EXERCISE INPUT:
======
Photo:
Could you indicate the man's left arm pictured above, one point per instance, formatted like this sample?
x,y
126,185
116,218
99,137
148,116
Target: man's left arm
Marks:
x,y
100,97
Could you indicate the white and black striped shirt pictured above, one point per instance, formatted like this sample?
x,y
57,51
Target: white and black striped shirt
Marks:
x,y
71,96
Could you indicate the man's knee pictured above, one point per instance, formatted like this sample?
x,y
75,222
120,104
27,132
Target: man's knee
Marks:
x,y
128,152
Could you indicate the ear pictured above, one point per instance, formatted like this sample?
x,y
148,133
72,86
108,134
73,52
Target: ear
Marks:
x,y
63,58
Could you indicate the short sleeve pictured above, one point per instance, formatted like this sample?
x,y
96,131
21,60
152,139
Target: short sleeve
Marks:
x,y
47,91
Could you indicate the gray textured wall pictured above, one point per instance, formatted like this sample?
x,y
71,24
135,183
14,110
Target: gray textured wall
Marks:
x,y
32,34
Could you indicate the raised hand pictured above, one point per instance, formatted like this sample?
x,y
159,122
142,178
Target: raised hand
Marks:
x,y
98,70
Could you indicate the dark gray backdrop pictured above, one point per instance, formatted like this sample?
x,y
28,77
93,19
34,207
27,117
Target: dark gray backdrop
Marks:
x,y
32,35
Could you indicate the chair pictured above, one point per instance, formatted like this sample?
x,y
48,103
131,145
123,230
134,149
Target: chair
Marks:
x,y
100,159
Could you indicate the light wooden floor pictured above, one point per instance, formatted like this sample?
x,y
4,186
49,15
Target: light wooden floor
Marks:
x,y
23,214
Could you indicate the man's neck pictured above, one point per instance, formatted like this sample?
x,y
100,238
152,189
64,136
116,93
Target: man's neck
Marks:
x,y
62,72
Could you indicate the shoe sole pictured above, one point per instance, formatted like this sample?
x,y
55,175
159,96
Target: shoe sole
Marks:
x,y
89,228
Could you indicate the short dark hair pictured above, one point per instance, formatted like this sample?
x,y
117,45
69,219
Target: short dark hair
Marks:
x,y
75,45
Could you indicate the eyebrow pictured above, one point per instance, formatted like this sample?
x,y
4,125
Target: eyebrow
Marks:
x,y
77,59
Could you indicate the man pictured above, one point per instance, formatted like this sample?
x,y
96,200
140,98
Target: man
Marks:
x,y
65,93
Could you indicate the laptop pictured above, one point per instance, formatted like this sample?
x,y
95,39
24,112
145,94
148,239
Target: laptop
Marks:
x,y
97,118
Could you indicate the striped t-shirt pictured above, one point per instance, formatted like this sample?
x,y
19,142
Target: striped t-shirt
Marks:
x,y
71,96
======
Reply with an exact transcription of the material above.

OUTPUT FOR THIS EXERCISE:
Photo:
Could you indicate the man's left arm pictured above, one point per instance, formatted like this sample?
x,y
126,185
116,218
99,137
148,116
Target: man's left arm
Marks:
x,y
100,97
Could you indicate the white and black striped shirt pictured above, one point per instance, formatted like this sample?
x,y
57,51
Target: white and black striped shirt
Marks:
x,y
71,96
Could you indicate the man's knee pictured above, one point per instance, formatted like this sample?
x,y
75,222
120,104
27,132
Target: man's knee
Marks:
x,y
128,152
Could you indicate the ear pictured above, one point per instance, formatted like this sample?
x,y
148,133
72,86
108,134
73,52
Target: ear
Marks:
x,y
63,58
Could you indicate the short sleeve pictured above, one point per instance, formatted like this sample?
x,y
96,131
21,60
152,139
Target: short sleeve
Marks:
x,y
47,91
Could you indicate the gray textured wall pictured above, one point per instance, formatted like this sample?
x,y
71,24
135,183
14,110
Target: gray textured wall
Marks:
x,y
32,34
Could you indicate the raised hand pictured above, one point per instance, formatted like this sample?
x,y
159,122
142,178
Target: raised hand
Marks:
x,y
98,70
Could you indicate the dark gray backdrop pictured above, one point per instance, formatted like this sample?
x,y
28,77
93,19
34,207
27,117
Target: dark gray backdrop
Marks:
x,y
32,35
Could you indicate the chair pictured above, one point per instance, formatted like this sample?
x,y
48,103
131,145
123,230
134,149
Target: chair
Marks:
x,y
100,159
Could you indicate the light wooden floor pictured above, one point per instance, formatted like this sample?
x,y
4,186
49,15
Target: light wooden floor
Marks:
x,y
23,214
Could you indicate the man's neck pictured above, one point per instance, formatted like this sample?
x,y
100,238
152,189
64,136
116,93
Target: man's neck
Marks:
x,y
62,72
Could you indicate the shoe sole pictured above, one point per instance, formatted like this sample?
x,y
55,175
159,96
Target: shoe sole
Marks:
x,y
89,228
Could you indicate the short dark hair pictured above, one point per instance, formatted like this sample?
x,y
117,45
69,219
Target: short dark hair
Marks:
x,y
75,45
Could you indicate the eyebrow pictured above, one point per instance, formatted like this sample?
x,y
4,125
Target: eyebrow
Marks:
x,y
77,59
Could you indicate the man pictured above, one point per instance, formatted like this sample?
x,y
96,200
140,98
Target: man
Marks:
x,y
65,93
Could you indicate the laptop pictured above, one point per instance, formatted like this sample?
x,y
95,39
24,112
145,94
148,239
Target: laptop
Marks:
x,y
97,118
Could you indicate the striped t-shirt pictured above, one point per instance, formatted like this sample?
x,y
19,142
Target: striped t-shirt
Marks:
x,y
71,96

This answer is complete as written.